Gage Roads is an area in the outer harbour area of Fremantle Harbour in the Indian Ocean offshore from Fremantle, Western Australia.

It incorporates a deep water sea channel as part of its function.

Gage Roads serves as a shipping lane and anchorage for sea traffic heading towards the seaport of Fremantle. Gage Roads was the location of the 1987 America's Cup,

Rottnest Island lies to the west of Gage Roads, Owen Anchorage and Cockburn Sound lie to the south.

The local Gage Roads Brewing Company, as well as the local marine engineering company Gage Roads Marine, are named after the area.

Coastal geology
The area is the most northern of one of four coastal basins formed from the flooding of a depression between Pleistocene aeolianite ridges running north-south, and the subsequent deposition of east-west Holocene banks. The seabed of Gage Roads is covered by seagrass.

_LIST OF TASKS_
[a] Answer these questions from the text on Gage Roads:
(i) What island lies to the west of Gage Roads?
(ii) What event took place at Gage Roads in 1987?
(iii) What covers the seabed of Gage Roads?
[b] Pick out every line of the records that contains the word "form".
The records and the text come from separate sources.

_MATERIAL SHOWN_
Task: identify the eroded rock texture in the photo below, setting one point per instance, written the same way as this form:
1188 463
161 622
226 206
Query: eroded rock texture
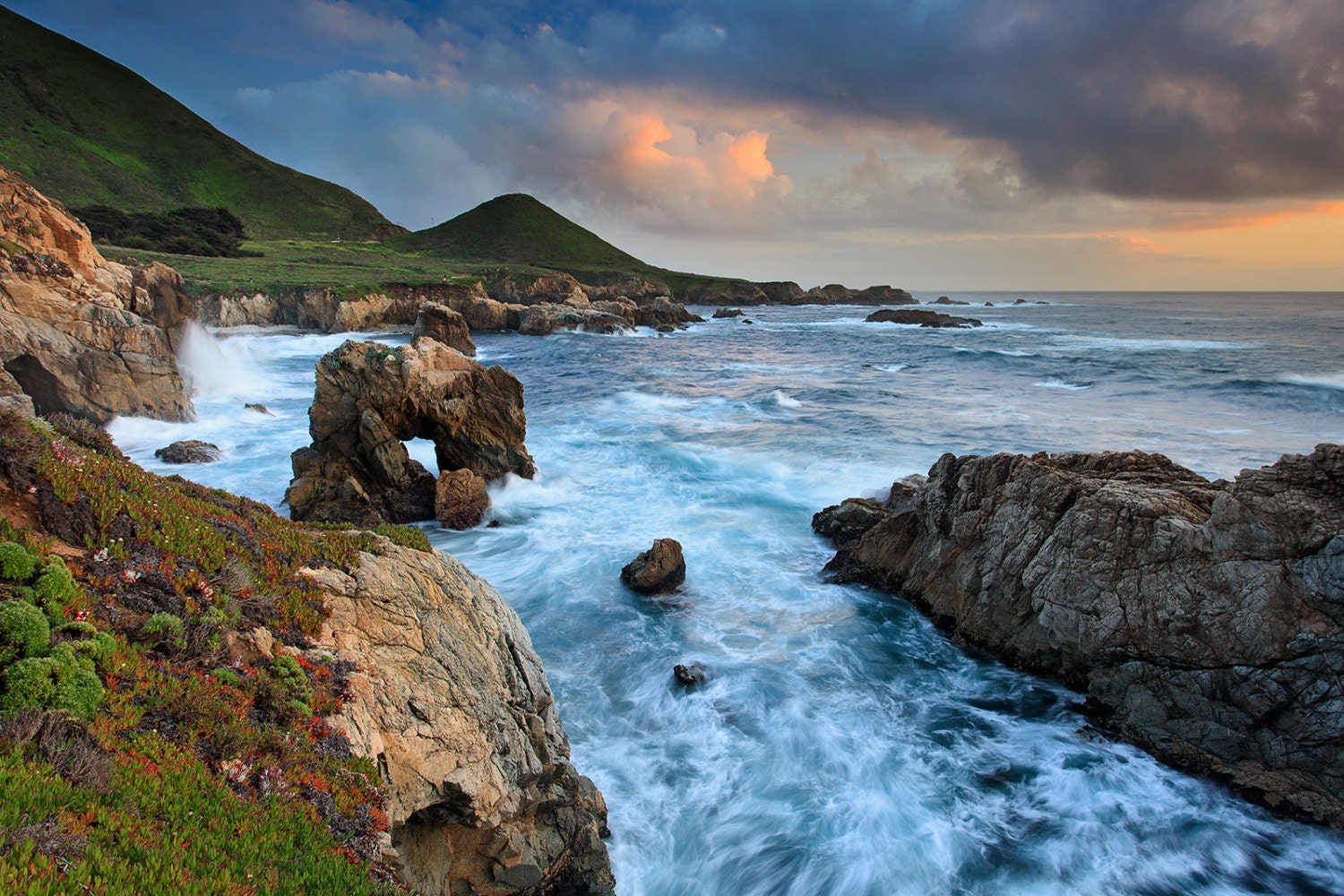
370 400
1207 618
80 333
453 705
* * *
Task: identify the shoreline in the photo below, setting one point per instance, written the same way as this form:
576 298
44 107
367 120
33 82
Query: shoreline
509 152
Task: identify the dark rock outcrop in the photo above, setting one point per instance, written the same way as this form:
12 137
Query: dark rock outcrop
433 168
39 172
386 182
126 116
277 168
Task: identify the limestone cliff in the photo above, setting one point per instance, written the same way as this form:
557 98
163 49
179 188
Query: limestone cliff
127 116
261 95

_RESPONSES_
[a]
(i) Rottnest Island
(ii) The America's Cup
(iii) Seagrass

[b]
Task: identify the eroded rock texture in the photo below, setting one point per instance, written the same way as this form:
Task: identify the shoreline in the photo below, setting one point per instance, written the same way as this form:
Task: identify the dark rock outcrop in the photo above, setting one point per instance, written the same way as this form:
Task: identify the limestone cliff in the photo above, setting one point per instance, written the same way as this form:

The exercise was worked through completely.